**JOB:** Rewrite the data with every "put a pin" changed to "place a marker" and nothing else altered. Leave the pictures out.

**PROVIDED RECORDS:**

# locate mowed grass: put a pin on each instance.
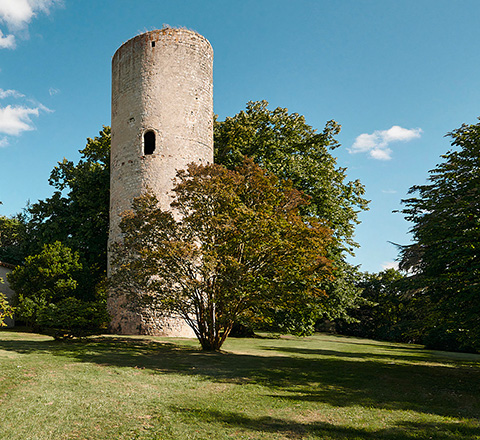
(320, 387)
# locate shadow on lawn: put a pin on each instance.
(447, 390)
(291, 429)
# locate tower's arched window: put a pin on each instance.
(149, 142)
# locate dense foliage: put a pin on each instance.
(283, 144)
(47, 290)
(445, 257)
(77, 214)
(12, 239)
(6, 310)
(240, 248)
(388, 311)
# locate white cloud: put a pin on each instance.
(15, 120)
(376, 144)
(389, 265)
(7, 41)
(13, 93)
(17, 14)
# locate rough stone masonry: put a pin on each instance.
(162, 120)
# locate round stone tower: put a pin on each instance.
(162, 120)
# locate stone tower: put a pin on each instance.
(162, 120)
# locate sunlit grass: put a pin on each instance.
(321, 387)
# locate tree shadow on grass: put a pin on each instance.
(387, 356)
(293, 429)
(446, 390)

**SOLUTION:**
# locate mowed grass: place a marker on each instance.
(320, 387)
# locate shadow on lawn: place a marker on each instance.
(447, 390)
(291, 429)
# locate tower's arched window: place a marker on each instance.
(149, 142)
# locate dense foliage: place a marker on each instance.
(283, 144)
(47, 290)
(445, 257)
(77, 214)
(12, 239)
(6, 310)
(240, 248)
(388, 311)
# locate white cloud: place a marker on each instance.
(15, 120)
(376, 144)
(389, 265)
(7, 41)
(13, 93)
(17, 14)
# locate rough stone masonry: place a marker on each instance.
(162, 120)
# locate round stone tower: place a marker on each instance.
(162, 120)
# locate stone tower: place a marker on each instance.
(162, 120)
# locate sunlit grass: place a marker on each instance.
(321, 387)
# locate tree shadow on grass: place a marker on each instance.
(387, 356)
(293, 429)
(446, 390)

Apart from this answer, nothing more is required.